INPUT RECORDS =>
━━━━━━
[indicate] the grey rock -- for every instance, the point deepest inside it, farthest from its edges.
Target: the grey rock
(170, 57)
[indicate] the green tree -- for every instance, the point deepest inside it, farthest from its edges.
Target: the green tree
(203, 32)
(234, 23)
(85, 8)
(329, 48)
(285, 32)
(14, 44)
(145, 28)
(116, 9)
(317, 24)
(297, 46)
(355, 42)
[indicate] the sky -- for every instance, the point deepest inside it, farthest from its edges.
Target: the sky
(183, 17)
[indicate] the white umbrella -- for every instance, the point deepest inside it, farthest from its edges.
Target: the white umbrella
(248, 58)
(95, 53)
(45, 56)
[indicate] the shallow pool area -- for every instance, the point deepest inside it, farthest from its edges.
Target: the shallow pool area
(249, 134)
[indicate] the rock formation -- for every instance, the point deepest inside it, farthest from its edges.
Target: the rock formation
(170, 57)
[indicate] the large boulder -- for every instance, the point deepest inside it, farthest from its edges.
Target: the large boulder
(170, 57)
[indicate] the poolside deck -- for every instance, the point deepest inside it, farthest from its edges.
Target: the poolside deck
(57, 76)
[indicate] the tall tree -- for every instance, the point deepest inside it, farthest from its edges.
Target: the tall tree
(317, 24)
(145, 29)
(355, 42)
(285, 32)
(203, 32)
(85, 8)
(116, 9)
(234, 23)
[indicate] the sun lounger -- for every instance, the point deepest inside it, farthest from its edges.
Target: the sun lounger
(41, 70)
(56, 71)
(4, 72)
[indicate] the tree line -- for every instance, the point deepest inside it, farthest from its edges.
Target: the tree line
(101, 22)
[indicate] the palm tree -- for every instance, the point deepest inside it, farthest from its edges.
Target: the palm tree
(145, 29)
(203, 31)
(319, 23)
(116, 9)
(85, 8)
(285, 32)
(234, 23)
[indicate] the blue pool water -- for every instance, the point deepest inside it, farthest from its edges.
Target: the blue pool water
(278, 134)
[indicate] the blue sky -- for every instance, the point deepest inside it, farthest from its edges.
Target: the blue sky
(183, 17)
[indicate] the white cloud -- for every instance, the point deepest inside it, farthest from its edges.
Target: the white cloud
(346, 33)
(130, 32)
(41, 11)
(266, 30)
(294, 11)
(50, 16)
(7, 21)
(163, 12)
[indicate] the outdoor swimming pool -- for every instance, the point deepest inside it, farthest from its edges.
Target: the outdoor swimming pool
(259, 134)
━━━━━━
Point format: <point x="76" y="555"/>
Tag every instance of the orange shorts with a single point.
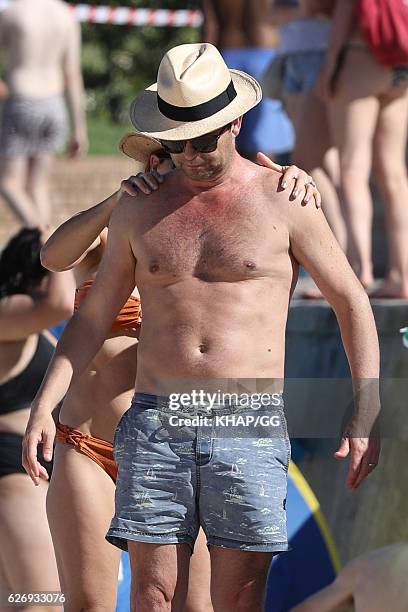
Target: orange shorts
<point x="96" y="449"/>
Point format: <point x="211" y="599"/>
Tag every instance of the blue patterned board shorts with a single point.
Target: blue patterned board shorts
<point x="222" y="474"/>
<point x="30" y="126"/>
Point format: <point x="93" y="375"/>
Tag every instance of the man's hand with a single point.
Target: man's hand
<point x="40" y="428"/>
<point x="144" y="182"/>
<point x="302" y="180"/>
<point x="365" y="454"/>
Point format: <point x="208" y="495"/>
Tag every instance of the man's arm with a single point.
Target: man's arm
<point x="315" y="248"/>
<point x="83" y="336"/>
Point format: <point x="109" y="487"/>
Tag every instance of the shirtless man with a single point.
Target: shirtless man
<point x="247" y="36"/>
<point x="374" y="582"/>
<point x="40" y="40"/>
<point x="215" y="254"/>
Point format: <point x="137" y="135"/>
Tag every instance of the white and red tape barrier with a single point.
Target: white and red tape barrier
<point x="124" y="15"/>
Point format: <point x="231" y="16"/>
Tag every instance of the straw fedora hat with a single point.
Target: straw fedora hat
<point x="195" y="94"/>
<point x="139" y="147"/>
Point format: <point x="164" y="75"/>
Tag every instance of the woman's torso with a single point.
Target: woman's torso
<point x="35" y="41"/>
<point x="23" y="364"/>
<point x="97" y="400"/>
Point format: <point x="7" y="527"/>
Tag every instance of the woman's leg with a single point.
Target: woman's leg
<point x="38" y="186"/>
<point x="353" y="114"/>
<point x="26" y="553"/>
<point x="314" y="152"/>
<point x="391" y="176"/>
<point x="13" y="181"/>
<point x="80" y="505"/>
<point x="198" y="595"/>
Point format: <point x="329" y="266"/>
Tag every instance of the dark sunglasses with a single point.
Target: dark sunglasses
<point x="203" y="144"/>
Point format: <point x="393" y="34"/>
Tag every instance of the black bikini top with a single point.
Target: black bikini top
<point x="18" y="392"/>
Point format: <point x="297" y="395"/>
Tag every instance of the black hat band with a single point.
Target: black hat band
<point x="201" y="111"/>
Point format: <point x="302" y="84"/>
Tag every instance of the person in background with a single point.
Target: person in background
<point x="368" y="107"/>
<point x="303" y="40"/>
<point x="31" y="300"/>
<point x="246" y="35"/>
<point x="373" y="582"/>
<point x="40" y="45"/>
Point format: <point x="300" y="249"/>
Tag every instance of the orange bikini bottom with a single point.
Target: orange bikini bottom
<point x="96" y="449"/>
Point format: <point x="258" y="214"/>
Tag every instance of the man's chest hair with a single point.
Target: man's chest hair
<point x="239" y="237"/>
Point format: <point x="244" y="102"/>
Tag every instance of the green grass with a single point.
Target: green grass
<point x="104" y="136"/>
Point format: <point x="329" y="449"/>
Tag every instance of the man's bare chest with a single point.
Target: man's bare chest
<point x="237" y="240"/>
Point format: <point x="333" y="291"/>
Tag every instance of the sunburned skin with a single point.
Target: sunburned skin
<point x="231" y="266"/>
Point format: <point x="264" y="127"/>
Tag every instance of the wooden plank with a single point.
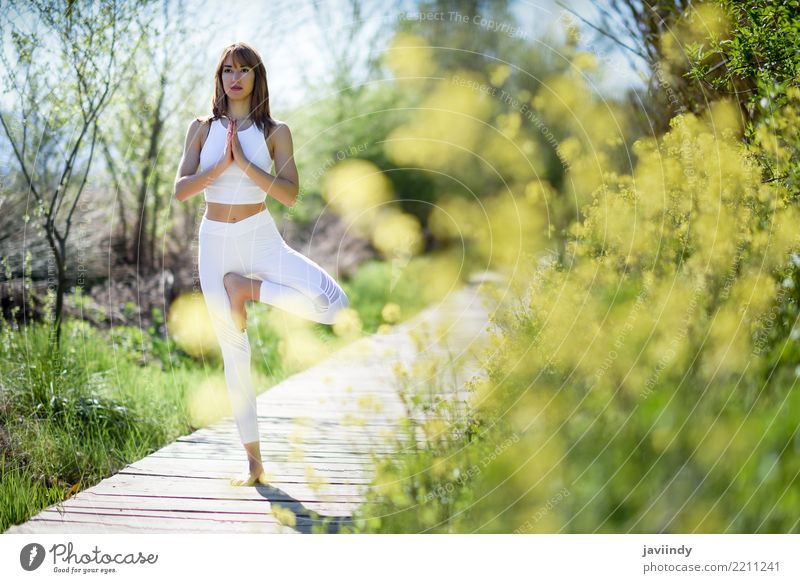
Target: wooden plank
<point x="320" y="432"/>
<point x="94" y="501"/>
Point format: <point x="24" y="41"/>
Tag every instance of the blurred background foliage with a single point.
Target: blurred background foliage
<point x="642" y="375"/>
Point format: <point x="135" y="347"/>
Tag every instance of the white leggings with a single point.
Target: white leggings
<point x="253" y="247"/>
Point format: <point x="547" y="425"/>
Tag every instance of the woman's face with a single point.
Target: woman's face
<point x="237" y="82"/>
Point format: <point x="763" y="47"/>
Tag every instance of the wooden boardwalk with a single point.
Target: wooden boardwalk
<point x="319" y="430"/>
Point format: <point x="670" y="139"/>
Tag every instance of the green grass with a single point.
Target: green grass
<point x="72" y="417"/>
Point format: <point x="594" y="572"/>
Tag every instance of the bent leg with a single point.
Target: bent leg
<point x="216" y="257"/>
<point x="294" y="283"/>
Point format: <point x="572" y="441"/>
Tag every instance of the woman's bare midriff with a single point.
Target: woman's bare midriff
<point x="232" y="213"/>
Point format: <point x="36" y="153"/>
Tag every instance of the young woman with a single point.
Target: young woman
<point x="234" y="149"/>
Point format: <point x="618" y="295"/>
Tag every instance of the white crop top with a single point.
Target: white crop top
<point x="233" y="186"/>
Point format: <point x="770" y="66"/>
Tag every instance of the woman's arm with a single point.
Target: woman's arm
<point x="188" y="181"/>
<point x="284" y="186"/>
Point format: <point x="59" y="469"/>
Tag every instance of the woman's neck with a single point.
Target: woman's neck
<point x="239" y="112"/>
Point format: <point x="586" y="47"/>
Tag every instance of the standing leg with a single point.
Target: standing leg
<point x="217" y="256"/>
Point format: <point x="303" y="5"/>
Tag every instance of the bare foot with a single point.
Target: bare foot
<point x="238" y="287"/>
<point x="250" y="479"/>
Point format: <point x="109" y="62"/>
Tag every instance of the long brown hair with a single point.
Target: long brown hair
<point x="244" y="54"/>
━━━━━━
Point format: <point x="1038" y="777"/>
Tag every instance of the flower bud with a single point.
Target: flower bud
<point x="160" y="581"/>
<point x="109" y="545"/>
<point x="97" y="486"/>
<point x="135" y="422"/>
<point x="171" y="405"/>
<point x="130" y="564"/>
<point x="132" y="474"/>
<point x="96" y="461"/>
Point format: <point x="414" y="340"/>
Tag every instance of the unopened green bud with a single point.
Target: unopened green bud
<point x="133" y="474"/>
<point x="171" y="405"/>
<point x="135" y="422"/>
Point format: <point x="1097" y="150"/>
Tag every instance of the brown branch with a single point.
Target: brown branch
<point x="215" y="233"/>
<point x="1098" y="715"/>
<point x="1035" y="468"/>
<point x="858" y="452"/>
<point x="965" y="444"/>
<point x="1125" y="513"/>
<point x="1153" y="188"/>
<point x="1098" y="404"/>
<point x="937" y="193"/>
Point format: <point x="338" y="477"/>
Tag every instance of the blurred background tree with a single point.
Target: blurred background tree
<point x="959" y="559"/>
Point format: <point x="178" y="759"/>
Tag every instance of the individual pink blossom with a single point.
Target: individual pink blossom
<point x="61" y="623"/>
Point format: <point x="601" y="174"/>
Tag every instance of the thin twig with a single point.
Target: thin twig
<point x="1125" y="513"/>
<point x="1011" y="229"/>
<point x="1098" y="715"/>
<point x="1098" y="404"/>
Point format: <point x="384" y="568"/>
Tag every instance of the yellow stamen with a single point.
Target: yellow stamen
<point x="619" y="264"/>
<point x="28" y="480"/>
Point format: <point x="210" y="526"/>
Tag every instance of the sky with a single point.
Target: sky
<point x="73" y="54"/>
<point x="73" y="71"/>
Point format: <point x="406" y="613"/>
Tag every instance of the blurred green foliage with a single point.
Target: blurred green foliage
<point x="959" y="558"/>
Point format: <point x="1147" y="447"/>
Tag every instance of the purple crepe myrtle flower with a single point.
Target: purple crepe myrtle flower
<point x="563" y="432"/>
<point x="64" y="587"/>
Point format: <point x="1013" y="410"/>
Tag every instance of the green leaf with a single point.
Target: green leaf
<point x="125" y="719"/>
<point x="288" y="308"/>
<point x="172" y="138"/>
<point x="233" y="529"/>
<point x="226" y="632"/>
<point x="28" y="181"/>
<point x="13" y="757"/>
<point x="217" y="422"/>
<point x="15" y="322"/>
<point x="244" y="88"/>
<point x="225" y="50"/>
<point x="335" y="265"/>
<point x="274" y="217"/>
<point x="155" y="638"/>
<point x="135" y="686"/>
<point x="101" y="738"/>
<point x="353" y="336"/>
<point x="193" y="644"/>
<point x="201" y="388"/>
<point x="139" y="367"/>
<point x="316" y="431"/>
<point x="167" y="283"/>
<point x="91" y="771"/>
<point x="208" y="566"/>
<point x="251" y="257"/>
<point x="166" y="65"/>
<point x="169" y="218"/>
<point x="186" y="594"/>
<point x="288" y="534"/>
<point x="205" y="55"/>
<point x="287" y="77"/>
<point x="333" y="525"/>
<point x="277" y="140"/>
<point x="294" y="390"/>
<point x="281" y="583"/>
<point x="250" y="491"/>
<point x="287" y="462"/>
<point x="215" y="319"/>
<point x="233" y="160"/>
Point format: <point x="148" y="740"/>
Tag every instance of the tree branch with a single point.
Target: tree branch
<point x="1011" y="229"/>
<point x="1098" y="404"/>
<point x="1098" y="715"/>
━━━━━━
TASK ITEM => Each line in the listing above from the one containing "Tag every instance of the woman's torso" through the one containing "Tag every instance of the dark" should be repeated exactly, and no other line.

RESULT OF THIS EXERCISE =>
Tag every instance of the woman's torso with a single point.
Target: woman's torso
<point x="35" y="41"/>
<point x="23" y="364"/>
<point x="97" y="400"/>
Point format: <point x="7" y="527"/>
Tag every instance of the woman's leg with a single point.
Target: woman's leg
<point x="38" y="186"/>
<point x="353" y="114"/>
<point x="26" y="553"/>
<point x="314" y="152"/>
<point x="391" y="176"/>
<point x="13" y="181"/>
<point x="80" y="505"/>
<point x="198" y="595"/>
Point format: <point x="329" y="266"/>
Tag every instance of the dark sunglasses with a single point.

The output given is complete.